╭─ Texte du document
Quelle heureuse mort ! seulement, si nous avions vécu, peut-être
aurions-nous pu en aider d'autres à mourir du désir d'une telle
mort. A mon avis, c'est l'oeuvre du démon : il comprend le tort que nous
lui ferions si nous continuions à vivre ; aussi, il nous pousse à
des pénitences indiscrètes afin de ruiner notre santé,
et il y a grand intérêt.
2 Je le répète : l'âme qui arrive à avoir une soif
aussi violente doit prendre bien garde, parce qu'elle ne manquera pas d'avoir
cette tentation ; et si elle ne meurt pas de soif, elle ruinera sa santé
; quand l'accroissement de ce désir est si grand, elle doit essayer de
ne pas l'exciter, mais au contraire de couper court doucement à cette
impétuosité par quelque autre considération, car notre
propre nature pourrait y jouer un rôle aussi grand que l'amour. Il existe
des personnes de ce genre : elles désirent tout avec une grande véhémence
- même si c'est mauvais. Il semble absurde de vouloir mettre un frein
à une telle chose, il n'en est rien ; je ne dis pas en effet qu'il faille
étouffer ce désir, mais le refréner par un autre qui, peut-être,
sera pour nous d'un égal mérite.
3 Je vais encore vous dire quelque chose afin de me faire mieux comprendre.
Il nous vient un grand désir, comme à saint Paul, de nous voir
déjà avec Dieu et délivrés de cette prison du corps.
Des personnes impétueuses, sans s'en rendre compte, vont donner de grandes
marques extérieures de leur désir (alors qu'il faudrait tout faire
pour les éviter).
4 Changez votre désir, et persuadez-vous qu'en vivant vous servirez Dieu
davantage, et que peut-être vous donnerez la lumière à une
âme qui allait se perdre. Ce sont des pensées très consolantes
dans une si grande épreuve ; elles apaiseront votre peine, et vous, vous
grandirez en charité puisque vous acceptez de souffrir plus longtemps
ici-bas pour la gloire du Seigneur. C'est comme si une personne était
la proie d'une grande épreuve ou d'un chagrin profond, et que vous la
consoliez en lui disant de prendre patience.
5 Et si le démon contribua de quelque manière à la véhémence
d'un tel désir (comme ce dut être le cas pour la personne à
qui il suggéra de se jeter dans un puits afin d'aller voir Dieu), c'est
signe qu'il n'était pas loin de faire croître ce désir.
╰─
╭─ Données affichées
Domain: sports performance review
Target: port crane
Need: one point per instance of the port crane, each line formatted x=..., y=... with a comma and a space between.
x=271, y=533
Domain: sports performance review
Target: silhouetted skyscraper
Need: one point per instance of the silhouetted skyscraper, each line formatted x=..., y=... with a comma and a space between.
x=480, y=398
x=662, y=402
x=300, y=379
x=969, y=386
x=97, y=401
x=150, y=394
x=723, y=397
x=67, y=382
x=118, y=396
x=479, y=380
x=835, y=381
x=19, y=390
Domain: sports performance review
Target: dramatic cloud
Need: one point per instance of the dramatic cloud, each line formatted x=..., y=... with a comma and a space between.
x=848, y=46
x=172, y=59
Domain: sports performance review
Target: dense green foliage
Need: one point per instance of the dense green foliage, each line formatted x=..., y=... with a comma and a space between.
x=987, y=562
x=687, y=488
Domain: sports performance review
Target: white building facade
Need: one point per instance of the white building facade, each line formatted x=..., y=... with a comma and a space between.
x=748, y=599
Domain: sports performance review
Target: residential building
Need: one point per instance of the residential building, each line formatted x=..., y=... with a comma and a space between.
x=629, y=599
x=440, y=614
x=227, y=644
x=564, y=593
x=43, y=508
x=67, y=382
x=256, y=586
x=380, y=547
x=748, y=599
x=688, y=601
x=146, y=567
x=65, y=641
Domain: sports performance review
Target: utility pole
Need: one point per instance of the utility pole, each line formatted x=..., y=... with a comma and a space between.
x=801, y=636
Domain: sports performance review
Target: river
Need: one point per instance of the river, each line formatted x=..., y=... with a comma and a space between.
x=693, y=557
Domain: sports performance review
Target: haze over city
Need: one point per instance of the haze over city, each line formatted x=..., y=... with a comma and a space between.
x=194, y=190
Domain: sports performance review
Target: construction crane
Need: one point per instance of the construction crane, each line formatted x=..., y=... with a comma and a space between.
╰─
-- Consigne --
Réécrivez le passage du texte sur le désir de voir Dieu en commençant à « 3 Je vais encore » et en terminant à « prison du corps. », avec « cage » à la place de « prison ». Les enregistrements n'interviennent en rien dans ce travail.

-- Corrigé --
3 Je vais encore vous dire quelque chose afin de me faire mieux comprendre.
Il nous vient un grand désir, comme à saint Paul, de nous voir
déjà avec Dieu et délivrés de cette cage du corps.